**** EXERCISE DATA

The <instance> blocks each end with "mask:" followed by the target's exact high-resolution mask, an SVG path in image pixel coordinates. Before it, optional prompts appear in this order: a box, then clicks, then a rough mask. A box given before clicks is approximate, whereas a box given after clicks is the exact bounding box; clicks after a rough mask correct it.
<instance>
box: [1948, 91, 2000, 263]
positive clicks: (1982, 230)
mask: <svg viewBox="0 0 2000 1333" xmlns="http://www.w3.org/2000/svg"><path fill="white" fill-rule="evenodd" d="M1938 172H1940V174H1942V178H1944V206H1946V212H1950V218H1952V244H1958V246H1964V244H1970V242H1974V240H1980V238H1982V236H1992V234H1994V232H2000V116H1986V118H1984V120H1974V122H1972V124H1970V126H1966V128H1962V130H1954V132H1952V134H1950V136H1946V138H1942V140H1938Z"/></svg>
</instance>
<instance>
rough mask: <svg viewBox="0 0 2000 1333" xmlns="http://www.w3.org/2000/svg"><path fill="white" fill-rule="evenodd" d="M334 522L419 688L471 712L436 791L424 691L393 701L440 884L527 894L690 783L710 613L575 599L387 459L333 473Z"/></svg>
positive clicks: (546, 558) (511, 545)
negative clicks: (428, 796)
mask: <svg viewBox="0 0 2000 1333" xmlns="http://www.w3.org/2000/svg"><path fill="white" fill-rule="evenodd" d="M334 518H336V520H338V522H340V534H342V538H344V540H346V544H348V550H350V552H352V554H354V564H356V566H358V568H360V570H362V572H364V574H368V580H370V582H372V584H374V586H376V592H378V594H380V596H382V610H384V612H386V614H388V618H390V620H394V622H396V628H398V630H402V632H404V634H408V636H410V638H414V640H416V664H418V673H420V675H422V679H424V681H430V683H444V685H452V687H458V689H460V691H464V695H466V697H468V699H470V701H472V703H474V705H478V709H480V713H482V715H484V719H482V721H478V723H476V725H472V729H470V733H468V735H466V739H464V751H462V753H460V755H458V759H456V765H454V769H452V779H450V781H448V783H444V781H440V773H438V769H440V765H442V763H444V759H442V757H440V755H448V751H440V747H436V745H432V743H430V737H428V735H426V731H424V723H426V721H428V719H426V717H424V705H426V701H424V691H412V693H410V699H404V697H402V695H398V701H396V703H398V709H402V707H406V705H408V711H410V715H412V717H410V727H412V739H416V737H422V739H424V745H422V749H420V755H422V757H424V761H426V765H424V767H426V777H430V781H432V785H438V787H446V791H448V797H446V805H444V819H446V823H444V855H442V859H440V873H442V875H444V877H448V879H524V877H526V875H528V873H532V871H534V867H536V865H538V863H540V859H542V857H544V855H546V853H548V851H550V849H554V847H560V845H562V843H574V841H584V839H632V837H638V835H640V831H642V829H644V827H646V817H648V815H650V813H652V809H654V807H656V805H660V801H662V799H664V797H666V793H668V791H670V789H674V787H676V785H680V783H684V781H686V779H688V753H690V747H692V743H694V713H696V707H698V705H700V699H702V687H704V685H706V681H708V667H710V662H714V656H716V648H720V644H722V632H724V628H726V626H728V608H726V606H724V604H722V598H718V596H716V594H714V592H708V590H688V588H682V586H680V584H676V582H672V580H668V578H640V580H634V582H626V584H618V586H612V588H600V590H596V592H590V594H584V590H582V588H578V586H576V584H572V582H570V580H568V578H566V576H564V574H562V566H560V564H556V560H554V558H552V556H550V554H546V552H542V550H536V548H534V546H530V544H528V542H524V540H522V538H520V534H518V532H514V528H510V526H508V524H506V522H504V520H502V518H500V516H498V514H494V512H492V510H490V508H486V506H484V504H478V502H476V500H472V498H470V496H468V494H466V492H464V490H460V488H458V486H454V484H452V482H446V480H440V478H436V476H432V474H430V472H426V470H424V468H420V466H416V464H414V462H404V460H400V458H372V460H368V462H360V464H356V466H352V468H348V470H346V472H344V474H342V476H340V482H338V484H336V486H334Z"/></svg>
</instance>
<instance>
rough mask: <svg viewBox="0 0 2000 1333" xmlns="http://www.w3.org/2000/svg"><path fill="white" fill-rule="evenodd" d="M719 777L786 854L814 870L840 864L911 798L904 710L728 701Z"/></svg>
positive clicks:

********

Starting at the top of the records and stopping after the line that contains "positive clicks: (546, 558) (511, 545)", rewrite those lines with "coarse mask" in place of "rough mask". Leave everything else unchanged.

The <instance> blocks each end with "mask:" followed by the target's exact high-resolution mask, an SVG path in image pixel coordinates. Before it, optional prompts appear in this order: a box, then clicks, then a coarse mask. A box given before clicks is approximate, whereas a box given after clicks is the exact bounding box; clicks after a coarse mask correct it.
<instance>
box: [1948, 91, 2000, 263]
positive clicks: (1982, 230)
mask: <svg viewBox="0 0 2000 1333" xmlns="http://www.w3.org/2000/svg"><path fill="white" fill-rule="evenodd" d="M1938 172H1940V174H1942V178H1944V206H1946V212H1950V218H1952V244H1958V246H1964V244H1970V242H1974V240H1980V238H1982V236H1992V234H1994V232H2000V116H1986V118H1984V120H1974V122H1972V124H1970V126H1966V128H1962V130H1954V132H1952V134H1950V136H1946V138H1942V140H1938Z"/></svg>
</instance>
<instance>
coarse mask: <svg viewBox="0 0 2000 1333" xmlns="http://www.w3.org/2000/svg"><path fill="white" fill-rule="evenodd" d="M334 522L419 688L471 712L436 791L424 691L393 701L440 884L527 894L690 783L710 613L575 599L387 459L333 473Z"/></svg>
positive clicks: (546, 558) (511, 545)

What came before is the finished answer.